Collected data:
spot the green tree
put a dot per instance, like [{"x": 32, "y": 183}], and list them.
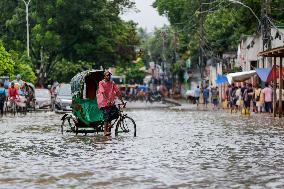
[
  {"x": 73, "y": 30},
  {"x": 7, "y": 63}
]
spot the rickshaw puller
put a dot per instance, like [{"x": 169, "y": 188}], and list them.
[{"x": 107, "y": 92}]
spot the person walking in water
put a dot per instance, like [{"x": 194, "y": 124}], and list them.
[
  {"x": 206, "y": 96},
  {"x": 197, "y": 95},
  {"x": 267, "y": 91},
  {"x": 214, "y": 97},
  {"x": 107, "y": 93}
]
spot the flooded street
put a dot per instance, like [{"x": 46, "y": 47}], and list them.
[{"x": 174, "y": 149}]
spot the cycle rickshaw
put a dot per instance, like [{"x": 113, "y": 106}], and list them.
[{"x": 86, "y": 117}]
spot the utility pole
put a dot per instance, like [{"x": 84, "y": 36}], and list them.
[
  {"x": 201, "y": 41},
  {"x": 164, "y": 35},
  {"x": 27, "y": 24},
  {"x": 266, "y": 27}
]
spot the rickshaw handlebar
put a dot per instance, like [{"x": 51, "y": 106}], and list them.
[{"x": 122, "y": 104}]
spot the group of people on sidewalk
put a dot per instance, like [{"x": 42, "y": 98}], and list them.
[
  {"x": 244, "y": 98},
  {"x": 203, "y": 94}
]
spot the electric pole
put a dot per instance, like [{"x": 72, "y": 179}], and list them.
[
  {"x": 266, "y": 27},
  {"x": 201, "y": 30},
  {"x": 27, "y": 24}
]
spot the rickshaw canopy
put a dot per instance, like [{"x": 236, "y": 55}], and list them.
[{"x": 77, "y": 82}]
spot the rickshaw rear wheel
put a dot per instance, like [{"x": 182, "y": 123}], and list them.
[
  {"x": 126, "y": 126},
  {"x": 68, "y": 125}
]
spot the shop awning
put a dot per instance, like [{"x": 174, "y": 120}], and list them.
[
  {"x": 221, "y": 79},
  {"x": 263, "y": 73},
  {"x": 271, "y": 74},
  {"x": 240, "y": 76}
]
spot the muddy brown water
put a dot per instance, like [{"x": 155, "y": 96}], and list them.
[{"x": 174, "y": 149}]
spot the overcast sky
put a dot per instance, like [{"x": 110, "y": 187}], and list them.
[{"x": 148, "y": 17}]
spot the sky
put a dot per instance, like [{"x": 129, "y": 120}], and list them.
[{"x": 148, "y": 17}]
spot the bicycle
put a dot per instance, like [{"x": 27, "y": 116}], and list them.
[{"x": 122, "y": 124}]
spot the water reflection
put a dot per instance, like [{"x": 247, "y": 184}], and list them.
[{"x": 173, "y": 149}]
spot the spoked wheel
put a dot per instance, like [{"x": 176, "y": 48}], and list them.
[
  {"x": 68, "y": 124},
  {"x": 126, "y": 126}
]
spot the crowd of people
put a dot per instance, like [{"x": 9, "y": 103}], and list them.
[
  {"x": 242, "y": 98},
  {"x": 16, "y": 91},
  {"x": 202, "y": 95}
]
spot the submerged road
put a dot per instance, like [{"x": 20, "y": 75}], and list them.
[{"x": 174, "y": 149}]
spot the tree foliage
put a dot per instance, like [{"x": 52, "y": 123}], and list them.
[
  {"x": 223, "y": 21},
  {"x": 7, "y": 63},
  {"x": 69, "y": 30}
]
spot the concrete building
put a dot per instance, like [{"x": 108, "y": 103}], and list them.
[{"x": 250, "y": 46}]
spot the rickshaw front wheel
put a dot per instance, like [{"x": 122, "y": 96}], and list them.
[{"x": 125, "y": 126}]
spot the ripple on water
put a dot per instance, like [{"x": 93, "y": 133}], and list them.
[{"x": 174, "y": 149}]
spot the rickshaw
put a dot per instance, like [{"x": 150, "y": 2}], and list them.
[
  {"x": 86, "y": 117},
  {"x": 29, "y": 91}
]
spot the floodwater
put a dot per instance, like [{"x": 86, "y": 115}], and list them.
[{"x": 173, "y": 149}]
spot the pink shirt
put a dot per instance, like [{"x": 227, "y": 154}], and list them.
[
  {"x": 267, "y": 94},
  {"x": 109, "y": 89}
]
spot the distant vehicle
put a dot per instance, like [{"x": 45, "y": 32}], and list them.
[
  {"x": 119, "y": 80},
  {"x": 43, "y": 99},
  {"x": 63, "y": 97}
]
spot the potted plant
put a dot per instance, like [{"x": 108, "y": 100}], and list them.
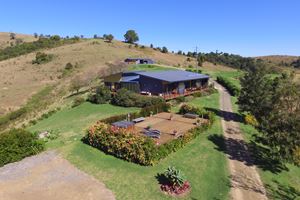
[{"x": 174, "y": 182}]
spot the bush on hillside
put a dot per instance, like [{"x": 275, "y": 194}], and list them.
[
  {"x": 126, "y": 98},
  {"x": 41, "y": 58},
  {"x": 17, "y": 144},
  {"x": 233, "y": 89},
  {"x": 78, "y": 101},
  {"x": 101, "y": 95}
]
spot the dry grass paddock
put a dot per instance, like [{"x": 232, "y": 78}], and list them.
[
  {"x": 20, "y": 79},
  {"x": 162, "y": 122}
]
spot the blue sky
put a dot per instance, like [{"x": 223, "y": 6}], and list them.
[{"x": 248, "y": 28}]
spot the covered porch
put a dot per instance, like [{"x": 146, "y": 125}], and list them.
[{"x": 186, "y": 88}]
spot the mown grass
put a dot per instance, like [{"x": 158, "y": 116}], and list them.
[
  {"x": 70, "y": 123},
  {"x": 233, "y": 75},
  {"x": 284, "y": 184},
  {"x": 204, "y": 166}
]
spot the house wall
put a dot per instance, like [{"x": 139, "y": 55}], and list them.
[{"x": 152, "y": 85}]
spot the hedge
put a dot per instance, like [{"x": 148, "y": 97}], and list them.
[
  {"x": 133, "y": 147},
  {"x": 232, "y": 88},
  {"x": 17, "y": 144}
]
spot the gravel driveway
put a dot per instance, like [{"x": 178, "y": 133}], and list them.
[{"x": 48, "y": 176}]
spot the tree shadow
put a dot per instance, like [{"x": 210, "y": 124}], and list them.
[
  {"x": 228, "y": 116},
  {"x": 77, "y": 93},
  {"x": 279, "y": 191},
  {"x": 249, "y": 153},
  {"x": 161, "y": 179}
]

◆ **Task goal**
Copy out all of the material above word for word, leaving out the pictures.

◆ **Expected answer**
spot the green tree
put a dot per instance, like [{"x": 32, "y": 183}], and list them.
[
  {"x": 73, "y": 30},
  {"x": 7, "y": 63}
]
spot the rickshaw puller
put a dot per instance, like [{"x": 169, "y": 188}], and list them.
[{"x": 107, "y": 92}]
spot the person walking in water
put a dot per instance, like [{"x": 194, "y": 124}], and list them.
[
  {"x": 206, "y": 96},
  {"x": 197, "y": 95},
  {"x": 267, "y": 91},
  {"x": 214, "y": 97},
  {"x": 107, "y": 93}
]
spot the flooded street
put a dot per instance, like [{"x": 46, "y": 47}], and list them.
[{"x": 174, "y": 149}]
spot the cycle rickshaw
put a dot per instance, like [{"x": 113, "y": 106}], and list them.
[{"x": 86, "y": 117}]
spot the utility pole
put a dot per instance, like [{"x": 84, "y": 36}], and list them.
[
  {"x": 201, "y": 41},
  {"x": 164, "y": 35},
  {"x": 27, "y": 24},
  {"x": 266, "y": 27}
]
spot the rickshaw handlebar
put a dot per instance, like [{"x": 51, "y": 106}], and list them.
[{"x": 122, "y": 104}]
spot the group of people on sidewalk
put a dot per instance, like [{"x": 42, "y": 98}], and list them.
[
  {"x": 244, "y": 98},
  {"x": 203, "y": 94}
]
spot the electric pole
put a dot per instance, like [{"x": 72, "y": 179}], and list them.
[
  {"x": 266, "y": 27},
  {"x": 201, "y": 30},
  {"x": 27, "y": 24}
]
spot the rickshaw canopy
put a dot per instance, like [{"x": 236, "y": 55}], and list them.
[{"x": 77, "y": 82}]
spot the rickshaw rear wheel
put a dot per instance, like [{"x": 182, "y": 123}], and list them.
[
  {"x": 126, "y": 126},
  {"x": 68, "y": 125}
]
spot the shop awning
put a dot per instance, like [{"x": 174, "y": 120}], and list them.
[
  {"x": 221, "y": 79},
  {"x": 263, "y": 73},
  {"x": 271, "y": 74},
  {"x": 240, "y": 76}
]
spot the muddy brown water
put a dot per instance, like [{"x": 155, "y": 96}], and list them.
[{"x": 174, "y": 149}]
spot the overcast sky
put a dot per instance, like [{"x": 110, "y": 187}], and list them.
[{"x": 148, "y": 17}]
spot the sky
put a dot per instance, like [{"x": 129, "y": 120}], and list them.
[{"x": 148, "y": 17}]
spot the bicycle
put a dot per instance, like [{"x": 27, "y": 116}], and list them.
[{"x": 122, "y": 124}]
spot the water reflection
put a dot per instance, like [{"x": 247, "y": 184}], and list them.
[{"x": 173, "y": 149}]
spot the spoked wheel
put a dot per instance, like [{"x": 176, "y": 48}], and list them.
[
  {"x": 68, "y": 124},
  {"x": 126, "y": 126}
]
spot the crowd of people
put a dot per instance, like [{"x": 9, "y": 103}], and list them.
[
  {"x": 242, "y": 98},
  {"x": 16, "y": 91},
  {"x": 202, "y": 95}
]
spot the submerged road
put a dot per instance, like [{"x": 20, "y": 75}], and list them.
[{"x": 174, "y": 149}]
spot the tree foliage
put a dot per instance, like [{"x": 52, "y": 123}], and list them.
[
  {"x": 223, "y": 21},
  {"x": 7, "y": 63},
  {"x": 69, "y": 30}
]
spot the concrete building
put a dot per instance, like [{"x": 108, "y": 103}], and list them.
[{"x": 250, "y": 46}]
spot the rickshaw front wheel
put a dot per instance, like [{"x": 122, "y": 96}], and list them.
[{"x": 125, "y": 126}]
spot the ripple on water
put a dot per instance, like [{"x": 93, "y": 133}], and list them.
[{"x": 174, "y": 149}]
spot the rickshaw
put a dot per instance, like [{"x": 150, "y": 2}], and list them.
[
  {"x": 86, "y": 117},
  {"x": 29, "y": 91}
]
spot the floodwater
put a dot per instance, like [{"x": 86, "y": 115}], and list them.
[{"x": 173, "y": 149}]
spot the pink shirt
put a dot per instance, like [{"x": 227, "y": 154}], and list them.
[
  {"x": 267, "y": 94},
  {"x": 109, "y": 89}
]
spot the distant vehicle
put a dot per instance, like [{"x": 45, "y": 32}], and list them.
[
  {"x": 119, "y": 80},
  {"x": 43, "y": 99},
  {"x": 63, "y": 97}
]
spot the potted plant
put a dot per instance, like [{"x": 108, "y": 100}], and list them.
[{"x": 174, "y": 182}]
spot the bush on hillside
put a dot per instance, like [{"x": 275, "y": 194}], and list them.
[
  {"x": 126, "y": 98},
  {"x": 41, "y": 58},
  {"x": 17, "y": 144},
  {"x": 233, "y": 89},
  {"x": 78, "y": 101},
  {"x": 101, "y": 95}
]
spot the dry grass paddock
put a dot per instance, like [{"x": 232, "y": 78}], and list them.
[
  {"x": 20, "y": 79},
  {"x": 162, "y": 122}
]
spot the blue sky
put a dot per instance, like [{"x": 223, "y": 6}], and list them.
[{"x": 248, "y": 28}]
spot the covered porch
put a dot per instance, like [{"x": 146, "y": 125}], and list them.
[{"x": 186, "y": 88}]
spot the mown grass
put a dot per instance, like [{"x": 158, "y": 116}], and list them.
[
  {"x": 70, "y": 123},
  {"x": 233, "y": 75},
  {"x": 284, "y": 184},
  {"x": 204, "y": 166}
]
spot the house wall
put a dot per instance, like [{"x": 139, "y": 55}], and list them.
[{"x": 152, "y": 85}]
spot the hedge
put a dot per instance, like [{"x": 148, "y": 97}], and list them.
[
  {"x": 133, "y": 147},
  {"x": 232, "y": 88},
  {"x": 17, "y": 144}
]
spot the gravel driveway
put a dot per instance, like [{"x": 178, "y": 133}], and list them.
[{"x": 48, "y": 176}]
spot the tree shadow
put a dot per instance, like [{"x": 210, "y": 124}], and list them.
[
  {"x": 228, "y": 116},
  {"x": 77, "y": 93},
  {"x": 279, "y": 191},
  {"x": 249, "y": 153},
  {"x": 161, "y": 179}
]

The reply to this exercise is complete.